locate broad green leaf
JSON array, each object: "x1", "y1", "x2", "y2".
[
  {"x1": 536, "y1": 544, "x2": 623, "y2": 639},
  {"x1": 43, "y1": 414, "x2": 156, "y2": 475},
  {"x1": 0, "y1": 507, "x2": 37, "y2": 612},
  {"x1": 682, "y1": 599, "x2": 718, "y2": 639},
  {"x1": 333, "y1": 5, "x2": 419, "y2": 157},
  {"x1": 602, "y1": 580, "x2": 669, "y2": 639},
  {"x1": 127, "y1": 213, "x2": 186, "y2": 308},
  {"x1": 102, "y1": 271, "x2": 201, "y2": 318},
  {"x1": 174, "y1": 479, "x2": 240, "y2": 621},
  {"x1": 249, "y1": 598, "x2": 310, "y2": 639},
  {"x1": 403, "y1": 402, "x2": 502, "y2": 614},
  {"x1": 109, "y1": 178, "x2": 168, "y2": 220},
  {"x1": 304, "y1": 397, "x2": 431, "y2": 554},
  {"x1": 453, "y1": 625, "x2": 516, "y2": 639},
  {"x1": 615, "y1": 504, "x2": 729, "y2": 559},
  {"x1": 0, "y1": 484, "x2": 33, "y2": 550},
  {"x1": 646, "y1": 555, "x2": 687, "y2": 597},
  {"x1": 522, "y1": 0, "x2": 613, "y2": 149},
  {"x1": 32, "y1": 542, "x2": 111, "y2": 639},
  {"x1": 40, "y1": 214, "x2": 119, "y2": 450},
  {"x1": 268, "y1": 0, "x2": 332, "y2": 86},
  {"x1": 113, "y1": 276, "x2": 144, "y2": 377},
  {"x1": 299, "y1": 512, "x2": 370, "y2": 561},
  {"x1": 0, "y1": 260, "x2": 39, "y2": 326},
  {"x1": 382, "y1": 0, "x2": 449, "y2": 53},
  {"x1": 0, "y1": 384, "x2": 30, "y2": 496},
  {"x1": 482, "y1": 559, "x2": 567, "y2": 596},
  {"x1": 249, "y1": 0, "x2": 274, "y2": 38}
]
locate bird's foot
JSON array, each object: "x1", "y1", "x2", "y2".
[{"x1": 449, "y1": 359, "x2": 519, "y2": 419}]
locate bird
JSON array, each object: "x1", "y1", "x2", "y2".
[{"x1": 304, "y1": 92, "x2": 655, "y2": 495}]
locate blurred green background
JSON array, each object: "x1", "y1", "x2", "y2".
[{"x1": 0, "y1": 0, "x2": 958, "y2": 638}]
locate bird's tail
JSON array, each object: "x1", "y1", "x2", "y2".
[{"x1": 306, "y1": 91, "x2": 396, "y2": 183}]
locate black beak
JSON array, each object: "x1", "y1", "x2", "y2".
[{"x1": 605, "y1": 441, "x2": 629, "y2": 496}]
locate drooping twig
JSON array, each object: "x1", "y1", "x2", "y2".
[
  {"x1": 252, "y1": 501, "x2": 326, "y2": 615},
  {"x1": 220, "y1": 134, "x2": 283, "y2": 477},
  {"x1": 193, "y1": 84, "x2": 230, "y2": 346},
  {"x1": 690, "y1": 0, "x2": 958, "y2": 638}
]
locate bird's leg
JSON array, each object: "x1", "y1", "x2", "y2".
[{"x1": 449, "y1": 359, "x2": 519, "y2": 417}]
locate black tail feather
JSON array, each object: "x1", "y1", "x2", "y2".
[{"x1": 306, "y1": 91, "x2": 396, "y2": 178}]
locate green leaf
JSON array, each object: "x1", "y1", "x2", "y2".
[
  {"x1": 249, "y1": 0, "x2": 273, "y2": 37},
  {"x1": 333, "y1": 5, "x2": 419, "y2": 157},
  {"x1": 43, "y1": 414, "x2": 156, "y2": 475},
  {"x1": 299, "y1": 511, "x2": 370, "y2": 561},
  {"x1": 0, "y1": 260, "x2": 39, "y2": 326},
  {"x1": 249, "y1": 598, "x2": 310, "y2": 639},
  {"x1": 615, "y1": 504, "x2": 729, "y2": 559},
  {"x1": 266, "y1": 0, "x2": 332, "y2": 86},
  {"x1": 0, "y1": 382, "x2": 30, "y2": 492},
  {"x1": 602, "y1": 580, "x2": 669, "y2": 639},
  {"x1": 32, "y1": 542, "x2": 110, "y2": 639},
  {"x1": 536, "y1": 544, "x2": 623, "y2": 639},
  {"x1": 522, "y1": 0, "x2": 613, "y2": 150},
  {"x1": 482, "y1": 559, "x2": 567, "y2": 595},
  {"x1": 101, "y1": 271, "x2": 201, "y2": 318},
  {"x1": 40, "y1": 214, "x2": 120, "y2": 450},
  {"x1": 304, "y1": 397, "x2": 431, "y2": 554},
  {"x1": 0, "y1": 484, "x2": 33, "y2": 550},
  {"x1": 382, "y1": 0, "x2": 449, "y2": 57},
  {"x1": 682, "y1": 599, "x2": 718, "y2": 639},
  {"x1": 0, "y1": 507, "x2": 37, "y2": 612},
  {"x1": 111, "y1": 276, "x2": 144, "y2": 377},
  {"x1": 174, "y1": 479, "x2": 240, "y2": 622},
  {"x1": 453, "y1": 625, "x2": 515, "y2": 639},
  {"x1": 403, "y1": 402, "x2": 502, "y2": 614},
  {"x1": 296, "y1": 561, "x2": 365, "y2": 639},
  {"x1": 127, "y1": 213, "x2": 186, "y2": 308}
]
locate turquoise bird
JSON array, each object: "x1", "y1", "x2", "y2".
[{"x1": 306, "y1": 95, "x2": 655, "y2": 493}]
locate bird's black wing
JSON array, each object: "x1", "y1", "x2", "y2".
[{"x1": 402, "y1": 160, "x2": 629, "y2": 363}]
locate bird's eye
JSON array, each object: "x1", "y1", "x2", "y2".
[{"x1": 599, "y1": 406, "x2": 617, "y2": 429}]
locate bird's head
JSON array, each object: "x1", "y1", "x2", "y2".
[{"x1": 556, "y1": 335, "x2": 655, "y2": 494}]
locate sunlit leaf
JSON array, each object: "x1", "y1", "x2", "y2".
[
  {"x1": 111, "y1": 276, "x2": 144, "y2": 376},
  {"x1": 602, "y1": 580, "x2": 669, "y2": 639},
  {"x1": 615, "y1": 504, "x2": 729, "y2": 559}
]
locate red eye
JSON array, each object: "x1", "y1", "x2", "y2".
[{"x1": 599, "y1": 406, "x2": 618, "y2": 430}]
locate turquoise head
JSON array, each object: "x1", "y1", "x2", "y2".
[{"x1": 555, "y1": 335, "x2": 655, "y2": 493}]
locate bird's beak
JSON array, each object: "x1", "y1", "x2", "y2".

######

**The task**
Replace each occurrence of "locate" in the entries above with "find", and give all the entries again with no other changes.

**Solution to this task**
find broad green leaf
JSON array, each object: "x1", "y1", "x2", "y2".
[
  {"x1": 536, "y1": 544, "x2": 623, "y2": 639},
  {"x1": 43, "y1": 414, "x2": 156, "y2": 475},
  {"x1": 0, "y1": 507, "x2": 37, "y2": 612},
  {"x1": 682, "y1": 599, "x2": 718, "y2": 639},
  {"x1": 333, "y1": 5, "x2": 419, "y2": 157},
  {"x1": 602, "y1": 580, "x2": 669, "y2": 639},
  {"x1": 127, "y1": 213, "x2": 186, "y2": 308},
  {"x1": 102, "y1": 271, "x2": 201, "y2": 318},
  {"x1": 174, "y1": 479, "x2": 240, "y2": 621},
  {"x1": 249, "y1": 598, "x2": 310, "y2": 639},
  {"x1": 403, "y1": 402, "x2": 502, "y2": 614},
  {"x1": 109, "y1": 178, "x2": 168, "y2": 220},
  {"x1": 304, "y1": 397, "x2": 431, "y2": 554},
  {"x1": 453, "y1": 625, "x2": 516, "y2": 639},
  {"x1": 615, "y1": 504, "x2": 729, "y2": 559},
  {"x1": 0, "y1": 484, "x2": 33, "y2": 550},
  {"x1": 646, "y1": 555, "x2": 687, "y2": 597},
  {"x1": 522, "y1": 0, "x2": 613, "y2": 149},
  {"x1": 32, "y1": 542, "x2": 111, "y2": 639},
  {"x1": 40, "y1": 214, "x2": 119, "y2": 450},
  {"x1": 268, "y1": 0, "x2": 332, "y2": 86},
  {"x1": 113, "y1": 276, "x2": 144, "y2": 377},
  {"x1": 299, "y1": 512, "x2": 370, "y2": 561},
  {"x1": 0, "y1": 260, "x2": 39, "y2": 326},
  {"x1": 382, "y1": 0, "x2": 449, "y2": 53},
  {"x1": 0, "y1": 384, "x2": 30, "y2": 496},
  {"x1": 482, "y1": 559, "x2": 567, "y2": 596},
  {"x1": 249, "y1": 0, "x2": 274, "y2": 38}
]
find bird's foot
JSON array, each object: "x1", "y1", "x2", "y2".
[{"x1": 449, "y1": 359, "x2": 519, "y2": 419}]
find bird
JSON array, each object: "x1", "y1", "x2", "y2".
[{"x1": 304, "y1": 92, "x2": 655, "y2": 495}]
find blurred green background
JSON array, each object: "x1", "y1", "x2", "y2".
[{"x1": 0, "y1": 0, "x2": 958, "y2": 638}]
find bird's tail
JSON array, each object: "x1", "y1", "x2", "y2".
[{"x1": 306, "y1": 91, "x2": 396, "y2": 183}]
find black beak
JSON array, each object: "x1", "y1", "x2", "y2".
[{"x1": 605, "y1": 441, "x2": 629, "y2": 496}]
find drooping twig
JSON array, each object: "x1", "y1", "x2", "y2".
[
  {"x1": 252, "y1": 501, "x2": 326, "y2": 615},
  {"x1": 220, "y1": 134, "x2": 283, "y2": 477},
  {"x1": 193, "y1": 84, "x2": 230, "y2": 346},
  {"x1": 690, "y1": 0, "x2": 958, "y2": 638}
]
find bird's leg
JSON array, each object: "x1", "y1", "x2", "y2".
[{"x1": 449, "y1": 359, "x2": 519, "y2": 417}]
find black tail feather
JSON array, each object: "x1", "y1", "x2", "y2".
[{"x1": 306, "y1": 91, "x2": 396, "y2": 178}]
find green leaf
JSON array, each object: "x1", "y1", "x2", "y2".
[
  {"x1": 249, "y1": 0, "x2": 273, "y2": 37},
  {"x1": 333, "y1": 5, "x2": 419, "y2": 157},
  {"x1": 43, "y1": 414, "x2": 156, "y2": 475},
  {"x1": 299, "y1": 511, "x2": 370, "y2": 561},
  {"x1": 0, "y1": 260, "x2": 39, "y2": 326},
  {"x1": 249, "y1": 598, "x2": 310, "y2": 639},
  {"x1": 615, "y1": 504, "x2": 729, "y2": 559},
  {"x1": 266, "y1": 0, "x2": 332, "y2": 86},
  {"x1": 0, "y1": 382, "x2": 30, "y2": 492},
  {"x1": 602, "y1": 580, "x2": 669, "y2": 639},
  {"x1": 32, "y1": 542, "x2": 110, "y2": 639},
  {"x1": 536, "y1": 544, "x2": 623, "y2": 639},
  {"x1": 522, "y1": 0, "x2": 613, "y2": 150},
  {"x1": 482, "y1": 559, "x2": 567, "y2": 595},
  {"x1": 101, "y1": 271, "x2": 201, "y2": 318},
  {"x1": 40, "y1": 214, "x2": 120, "y2": 450},
  {"x1": 304, "y1": 397, "x2": 431, "y2": 554},
  {"x1": 0, "y1": 484, "x2": 33, "y2": 550},
  {"x1": 382, "y1": 0, "x2": 449, "y2": 57},
  {"x1": 682, "y1": 599, "x2": 718, "y2": 639},
  {"x1": 0, "y1": 507, "x2": 37, "y2": 612},
  {"x1": 111, "y1": 276, "x2": 144, "y2": 377},
  {"x1": 174, "y1": 479, "x2": 240, "y2": 622},
  {"x1": 453, "y1": 625, "x2": 515, "y2": 639},
  {"x1": 403, "y1": 402, "x2": 502, "y2": 614},
  {"x1": 296, "y1": 561, "x2": 365, "y2": 639},
  {"x1": 127, "y1": 213, "x2": 186, "y2": 308}
]
find turquoise bird
JSON array, each object: "x1", "y1", "x2", "y2".
[{"x1": 306, "y1": 95, "x2": 655, "y2": 493}]
find bird's black wing
JSON array, each object: "x1", "y1", "x2", "y2".
[{"x1": 402, "y1": 160, "x2": 629, "y2": 363}]
find bird's eye
JSON array, each object: "x1", "y1", "x2", "y2".
[{"x1": 599, "y1": 406, "x2": 617, "y2": 429}]
find bird's head
JSON array, each object: "x1", "y1", "x2", "y2".
[{"x1": 556, "y1": 335, "x2": 655, "y2": 494}]
find sunlit leaf
JSON array, each object: "x1", "y1", "x2", "y2".
[
  {"x1": 111, "y1": 276, "x2": 144, "y2": 376},
  {"x1": 602, "y1": 580, "x2": 669, "y2": 639},
  {"x1": 615, "y1": 504, "x2": 729, "y2": 559}
]
find red eye
JSON array, each object: "x1", "y1", "x2", "y2".
[{"x1": 599, "y1": 406, "x2": 618, "y2": 430}]
find turquoise head
JSON array, each object: "x1", "y1", "x2", "y2".
[{"x1": 555, "y1": 335, "x2": 655, "y2": 493}]
find bird's beak
JSON array, each object: "x1", "y1", "x2", "y2".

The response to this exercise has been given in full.